> _Given passage_

════

As a leader, you will be busy planning for a new phase in the return to work. You’ll be thinking about how to organise in ways that support your team members to perform at their best. Some organisations need some people to return in person, due to the nature of their work. Some will give the choice to their employees. Some will want everyone back in the office. New approaches to hybrid working are starting to emerge.
When uncertainty gives way to choice
It’s a hot topic. A recent study by the Work After Lockdown project confirmed the findings that around 75% of employees want to continue to work from home some of the time. The remaining quarter are evenly split: 13% want to work from home all the time and 12% want to return fully to their workplace. Behind this strong preference for hybrid working is the expectation employees now have for discretion and flexibility – to continue to exercise autonomy in the place and timing of their work. And it’s an expectation they’ve earned. 88% report that they get as much or more work done from home as they did in the office pre-lockdown. Leading effectively in the hybrid workplace isn’t an issue for the next few months. It’s here to stay.
You’ve been giving your team members high levels of practical and emotional support over this last year. And your extraordinary efforts are about to translate into the more formal job of defining what work looks like now for your team, redesigning roles to support your team members’ preferences and productivity, and reviewing the implications across all your people processes.

════

> _Records_
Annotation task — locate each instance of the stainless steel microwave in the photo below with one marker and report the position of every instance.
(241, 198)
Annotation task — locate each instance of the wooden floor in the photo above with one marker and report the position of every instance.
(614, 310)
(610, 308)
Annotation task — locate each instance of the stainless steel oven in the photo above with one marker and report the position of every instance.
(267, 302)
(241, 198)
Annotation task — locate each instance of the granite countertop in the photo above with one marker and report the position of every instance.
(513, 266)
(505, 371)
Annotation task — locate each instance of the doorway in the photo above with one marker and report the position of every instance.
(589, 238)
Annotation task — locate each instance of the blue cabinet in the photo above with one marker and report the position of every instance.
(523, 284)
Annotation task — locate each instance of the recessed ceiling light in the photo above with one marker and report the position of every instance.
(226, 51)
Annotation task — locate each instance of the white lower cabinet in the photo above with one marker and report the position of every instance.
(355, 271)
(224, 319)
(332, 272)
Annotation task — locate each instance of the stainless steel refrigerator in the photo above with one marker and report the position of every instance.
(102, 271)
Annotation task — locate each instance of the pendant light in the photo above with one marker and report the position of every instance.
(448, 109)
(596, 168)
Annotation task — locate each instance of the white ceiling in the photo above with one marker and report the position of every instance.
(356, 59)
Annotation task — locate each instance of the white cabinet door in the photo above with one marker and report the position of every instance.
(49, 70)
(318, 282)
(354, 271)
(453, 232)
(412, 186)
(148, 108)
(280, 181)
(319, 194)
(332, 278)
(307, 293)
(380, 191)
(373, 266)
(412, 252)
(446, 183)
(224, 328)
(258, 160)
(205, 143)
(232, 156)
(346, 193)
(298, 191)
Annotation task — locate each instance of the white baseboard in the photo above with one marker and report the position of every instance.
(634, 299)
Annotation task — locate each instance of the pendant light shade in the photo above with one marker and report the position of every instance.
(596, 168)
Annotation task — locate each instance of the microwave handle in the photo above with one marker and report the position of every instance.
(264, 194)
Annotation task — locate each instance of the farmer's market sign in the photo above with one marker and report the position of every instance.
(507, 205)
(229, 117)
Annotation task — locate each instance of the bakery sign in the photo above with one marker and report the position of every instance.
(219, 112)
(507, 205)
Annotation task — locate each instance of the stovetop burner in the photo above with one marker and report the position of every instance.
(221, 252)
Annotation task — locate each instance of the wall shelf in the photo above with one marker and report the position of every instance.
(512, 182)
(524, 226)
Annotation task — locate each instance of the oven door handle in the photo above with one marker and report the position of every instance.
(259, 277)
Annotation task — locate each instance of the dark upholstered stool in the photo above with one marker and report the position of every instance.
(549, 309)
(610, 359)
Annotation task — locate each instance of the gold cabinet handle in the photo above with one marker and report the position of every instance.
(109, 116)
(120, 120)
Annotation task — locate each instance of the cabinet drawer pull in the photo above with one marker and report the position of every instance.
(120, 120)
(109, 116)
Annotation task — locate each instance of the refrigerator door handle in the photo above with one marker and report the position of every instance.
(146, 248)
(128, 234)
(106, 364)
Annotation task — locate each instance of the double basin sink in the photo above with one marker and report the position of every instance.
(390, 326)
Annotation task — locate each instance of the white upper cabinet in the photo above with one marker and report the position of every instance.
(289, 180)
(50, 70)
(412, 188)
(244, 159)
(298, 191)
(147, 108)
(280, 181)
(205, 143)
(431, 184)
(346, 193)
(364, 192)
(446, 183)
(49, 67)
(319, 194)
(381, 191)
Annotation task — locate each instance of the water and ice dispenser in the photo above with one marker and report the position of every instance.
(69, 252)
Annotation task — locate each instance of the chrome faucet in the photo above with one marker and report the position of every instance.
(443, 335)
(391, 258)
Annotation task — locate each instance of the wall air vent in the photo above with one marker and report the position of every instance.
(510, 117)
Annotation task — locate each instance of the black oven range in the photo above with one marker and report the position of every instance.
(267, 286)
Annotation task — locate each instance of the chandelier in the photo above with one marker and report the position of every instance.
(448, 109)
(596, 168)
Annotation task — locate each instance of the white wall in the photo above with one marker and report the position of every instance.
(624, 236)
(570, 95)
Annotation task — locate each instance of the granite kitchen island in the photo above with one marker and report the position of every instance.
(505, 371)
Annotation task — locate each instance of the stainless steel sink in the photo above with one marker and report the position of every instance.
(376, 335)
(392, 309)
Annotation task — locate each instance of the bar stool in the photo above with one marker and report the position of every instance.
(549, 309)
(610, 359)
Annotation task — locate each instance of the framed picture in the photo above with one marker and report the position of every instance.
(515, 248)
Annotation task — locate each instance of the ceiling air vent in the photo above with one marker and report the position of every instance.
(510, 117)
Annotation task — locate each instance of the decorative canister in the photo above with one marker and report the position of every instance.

════

> _To do_
1. Quote the passage on hybrid working between "When uncertainty gives" and "here to stay.", inclusive.
2. In the passage on hybrid working, what share of employees want to return fully to their workplace?
The items come from a separate source and have no connection to the passage on hybrid working.

> _Solved problems_
1.
When uncertainty gives way to choice
It’s a hot topic. A recent study by the Work After Lockdown project confirmed the findings that around 75% of employees want to continue to work from home some of the time. The remaining quarter are evenly split: 13% want to work from home all the time and 12% want to return fully to their workplace. Behind this strong preference for hybrid working is the expectation employees now have for discretion and flexibility – to continue to exercise autonomy in the place and timing of their work. And it’s an expectation they’ve earned. 88% report that they get as much or more work done from home as they did in the office pre-lockdown. Leading effectively in the hybrid workplace isn’t an issue for the next few months. It’s here to stay.

2. 12%